Task goal: Omit all images, then return the remaining material exactly as it stands.
• • • •
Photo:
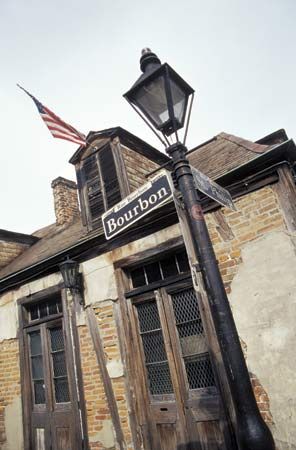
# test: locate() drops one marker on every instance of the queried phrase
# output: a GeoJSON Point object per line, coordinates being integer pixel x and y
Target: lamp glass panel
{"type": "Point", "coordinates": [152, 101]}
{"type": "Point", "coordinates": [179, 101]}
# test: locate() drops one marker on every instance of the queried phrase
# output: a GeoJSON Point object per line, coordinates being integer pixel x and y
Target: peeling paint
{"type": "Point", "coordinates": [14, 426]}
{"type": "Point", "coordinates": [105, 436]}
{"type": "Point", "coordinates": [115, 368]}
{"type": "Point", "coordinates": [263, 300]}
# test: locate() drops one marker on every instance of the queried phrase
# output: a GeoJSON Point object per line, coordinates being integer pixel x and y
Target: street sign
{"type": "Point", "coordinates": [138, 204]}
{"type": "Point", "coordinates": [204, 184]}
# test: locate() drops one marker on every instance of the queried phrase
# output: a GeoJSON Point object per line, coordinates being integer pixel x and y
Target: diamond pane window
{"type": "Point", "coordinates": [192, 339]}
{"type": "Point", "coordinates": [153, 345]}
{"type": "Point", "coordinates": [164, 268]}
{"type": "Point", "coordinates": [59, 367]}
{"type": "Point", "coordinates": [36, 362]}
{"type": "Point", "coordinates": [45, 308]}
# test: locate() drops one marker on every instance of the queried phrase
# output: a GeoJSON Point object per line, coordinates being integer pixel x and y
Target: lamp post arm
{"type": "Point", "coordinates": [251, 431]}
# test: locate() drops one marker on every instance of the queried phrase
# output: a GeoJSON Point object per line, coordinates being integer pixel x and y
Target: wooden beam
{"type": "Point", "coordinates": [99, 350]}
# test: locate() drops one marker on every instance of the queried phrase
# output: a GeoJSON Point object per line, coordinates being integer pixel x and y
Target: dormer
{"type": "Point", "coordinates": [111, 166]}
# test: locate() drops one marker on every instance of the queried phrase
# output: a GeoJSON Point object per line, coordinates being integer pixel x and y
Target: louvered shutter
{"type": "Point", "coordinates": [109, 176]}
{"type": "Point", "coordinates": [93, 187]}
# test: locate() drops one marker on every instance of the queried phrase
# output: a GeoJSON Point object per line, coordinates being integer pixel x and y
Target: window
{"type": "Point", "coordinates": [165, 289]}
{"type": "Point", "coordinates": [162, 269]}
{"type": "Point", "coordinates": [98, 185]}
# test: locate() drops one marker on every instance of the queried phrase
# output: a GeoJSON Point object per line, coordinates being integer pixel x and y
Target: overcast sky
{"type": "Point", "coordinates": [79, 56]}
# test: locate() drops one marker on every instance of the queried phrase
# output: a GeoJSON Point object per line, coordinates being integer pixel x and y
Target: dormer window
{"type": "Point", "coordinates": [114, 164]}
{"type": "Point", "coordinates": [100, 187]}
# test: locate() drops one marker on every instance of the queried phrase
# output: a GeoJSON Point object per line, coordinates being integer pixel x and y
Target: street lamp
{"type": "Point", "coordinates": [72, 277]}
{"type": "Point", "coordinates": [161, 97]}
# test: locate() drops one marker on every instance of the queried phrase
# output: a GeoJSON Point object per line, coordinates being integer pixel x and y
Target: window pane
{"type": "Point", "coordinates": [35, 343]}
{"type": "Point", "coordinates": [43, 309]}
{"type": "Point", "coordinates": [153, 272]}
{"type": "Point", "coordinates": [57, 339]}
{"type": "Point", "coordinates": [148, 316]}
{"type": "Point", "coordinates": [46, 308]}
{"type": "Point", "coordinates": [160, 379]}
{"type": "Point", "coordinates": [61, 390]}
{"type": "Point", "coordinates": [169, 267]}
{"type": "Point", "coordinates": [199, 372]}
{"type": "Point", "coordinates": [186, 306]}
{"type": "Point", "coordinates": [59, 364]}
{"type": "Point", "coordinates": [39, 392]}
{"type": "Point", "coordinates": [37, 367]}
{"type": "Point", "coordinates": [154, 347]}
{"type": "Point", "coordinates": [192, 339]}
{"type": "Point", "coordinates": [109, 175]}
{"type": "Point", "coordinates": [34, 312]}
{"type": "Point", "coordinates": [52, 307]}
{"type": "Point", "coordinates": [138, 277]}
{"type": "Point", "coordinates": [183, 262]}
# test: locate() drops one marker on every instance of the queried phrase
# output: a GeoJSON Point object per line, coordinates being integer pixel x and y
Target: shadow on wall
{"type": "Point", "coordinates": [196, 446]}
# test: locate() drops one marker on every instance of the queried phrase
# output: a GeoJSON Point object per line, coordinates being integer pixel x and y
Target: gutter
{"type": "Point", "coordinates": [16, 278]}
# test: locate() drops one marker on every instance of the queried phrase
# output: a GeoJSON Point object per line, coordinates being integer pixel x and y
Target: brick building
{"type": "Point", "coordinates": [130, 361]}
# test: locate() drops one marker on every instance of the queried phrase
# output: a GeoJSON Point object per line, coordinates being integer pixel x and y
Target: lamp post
• • • •
Complete response:
Photo:
# test: locate() drops one marker on every instance of the queried phrase
# output: a GeoJSON Point object per line, coordinates being integer pixel x and y
Target: lamp glass panel
{"type": "Point", "coordinates": [152, 101]}
{"type": "Point", "coordinates": [179, 101]}
# test: locate() drops one marker on every instance of the queried phrase
# output: a GeoJSON Point object per line, coordinates being integer pixel x and y
Target: peeling paint
{"type": "Point", "coordinates": [14, 426]}
{"type": "Point", "coordinates": [105, 436]}
{"type": "Point", "coordinates": [115, 368]}
{"type": "Point", "coordinates": [263, 300]}
# test: locate() drops one marker on every instance of the queried phrase
# output: a GeoJSON Point object per line, coordinates being integer pixel x and y
Target: street sign
{"type": "Point", "coordinates": [138, 204]}
{"type": "Point", "coordinates": [204, 184]}
# test: locate() drops one marker on every instance of the queried phrase
# output: a GeoJSON Point object per line, coordinates being integer pixel x and y
Target: diamond pane window
{"type": "Point", "coordinates": [192, 339]}
{"type": "Point", "coordinates": [153, 345]}
{"type": "Point", "coordinates": [164, 268]}
{"type": "Point", "coordinates": [59, 367]}
{"type": "Point", "coordinates": [36, 362]}
{"type": "Point", "coordinates": [45, 308]}
# test: locate() drops one marker on every instance of the queried phrase
# output: a GeoJSON Point object per line, coordinates being integer pixel x and y
Target: lamp post arm
{"type": "Point", "coordinates": [251, 431]}
# test: locate() drops one marker on every instance of the queried phrase
# output: a GeoJSON Point object per line, coordinates being integer pixel x and y
Target: wooden beam
{"type": "Point", "coordinates": [99, 350]}
# test: locate() drops one marker on every instance of the queried phrase
# output: a GeoJSON Point object per line, coordinates being integer pixel x and y
Target: dormer
{"type": "Point", "coordinates": [111, 166]}
# test: locate() drops one marker on every instance of the queried phrase
# output: a GeoJSON Point object per line, coordinates being integer pixel x and y
Target: louvered shutter
{"type": "Point", "coordinates": [109, 176]}
{"type": "Point", "coordinates": [93, 187]}
# test: locate() drops one marker on every instance of the queried phrase
# output: a GeoJSON Point object per line, coordinates being integer pixel x and y
Target: window
{"type": "Point", "coordinates": [165, 289]}
{"type": "Point", "coordinates": [162, 269]}
{"type": "Point", "coordinates": [98, 185]}
# test: locate() drops one marker on every instance of the queried phrase
# output: a GeoJSON Point object per line, coordinates being integer pixel x and y
Target: overcast sky
{"type": "Point", "coordinates": [79, 56]}
# test: locate() drops one marker on every instance of the queried phrase
# output: a GeoJSON Point object per line, coordinates being integer pixel x and y
Target: dormer window
{"type": "Point", "coordinates": [114, 164]}
{"type": "Point", "coordinates": [100, 187]}
# test: locate() drops one marker on every instance of the queried phrase
# output: a GeoJSON Point object per line, coordinates being integer pixel x and y
Target: street lamp
{"type": "Point", "coordinates": [72, 277]}
{"type": "Point", "coordinates": [161, 97]}
# test: locate() drops one marker on every instance of the queried phrase
# output: a GeoJSON Point object per line, coordinates being integer pixel x and y
Target: window pane
{"type": "Point", "coordinates": [35, 343]}
{"type": "Point", "coordinates": [43, 309]}
{"type": "Point", "coordinates": [153, 272]}
{"type": "Point", "coordinates": [57, 339]}
{"type": "Point", "coordinates": [148, 316]}
{"type": "Point", "coordinates": [46, 308]}
{"type": "Point", "coordinates": [160, 379]}
{"type": "Point", "coordinates": [61, 390]}
{"type": "Point", "coordinates": [169, 267]}
{"type": "Point", "coordinates": [199, 372]}
{"type": "Point", "coordinates": [186, 306]}
{"type": "Point", "coordinates": [59, 364]}
{"type": "Point", "coordinates": [39, 392]}
{"type": "Point", "coordinates": [37, 367]}
{"type": "Point", "coordinates": [154, 347]}
{"type": "Point", "coordinates": [192, 339]}
{"type": "Point", "coordinates": [109, 175]}
{"type": "Point", "coordinates": [34, 312]}
{"type": "Point", "coordinates": [52, 307]}
{"type": "Point", "coordinates": [138, 277]}
{"type": "Point", "coordinates": [183, 262]}
# test: locate() drops one marker on every instance of the queried phrase
# output: a GeoJSON Point object per line, coordinates being integer pixel x and y
Target: shadow on wall
{"type": "Point", "coordinates": [196, 446]}
# test: locate() drops one marker on every instance of the queried phrase
# output: a GeoJSON Point object per line, coordinates being integer pixel x and y
Target: gutter
{"type": "Point", "coordinates": [16, 278]}
# test: locate() drops one marker on every instance of the queried phrase
# output: a GeoJSON Point object per line, coordinates being integer pixel x and y
Target: brick building
{"type": "Point", "coordinates": [130, 361]}
# test: locate() drops one marker on every instance of the queried phrase
# output: a GeoJSON Point object per line, coordinates being integer pixel x and y
Target: lamp post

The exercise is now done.